[WHAT YOU ARE ASKED TO DO]
Can you pull out each line of the data below that includes the word "instance"?
*** Opening INPUT DATA ***
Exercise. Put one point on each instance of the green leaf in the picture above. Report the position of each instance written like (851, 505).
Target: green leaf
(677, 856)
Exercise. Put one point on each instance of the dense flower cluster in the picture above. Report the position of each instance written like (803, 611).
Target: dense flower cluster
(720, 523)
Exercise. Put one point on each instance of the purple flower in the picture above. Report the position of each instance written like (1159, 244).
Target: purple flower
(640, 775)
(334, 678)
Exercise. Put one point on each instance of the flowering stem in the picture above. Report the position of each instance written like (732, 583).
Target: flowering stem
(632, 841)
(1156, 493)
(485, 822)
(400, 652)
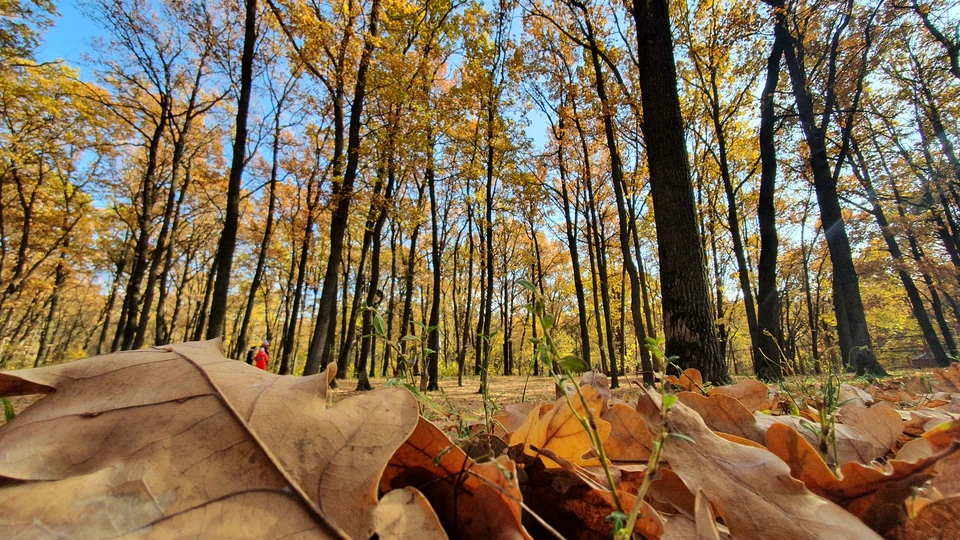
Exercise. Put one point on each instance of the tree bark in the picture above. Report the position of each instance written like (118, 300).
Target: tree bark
(231, 220)
(687, 311)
*** Closing INPUT DATA ***
[RESULT OF THIS EXERCISE]
Exercise. Put one point on each instance of the green leaf in the picture above. Report the position of each instance written like (851, 505).
Exercise. Put one point on each instance of the dense flower cluster in the picture above. Report the position of each instance written like (803, 611).
Exercise. Put one point on each instance of the purple flower in the picture above. Report the position of each instance written like (1159, 244).
Exercise. Put one point on each instance of the flowering stem in the picture above. Report the position of each instance written like (732, 583).
Exercise. Put one point on each instance of the tree bark in the picture above. Report the position of each instance written like (118, 300).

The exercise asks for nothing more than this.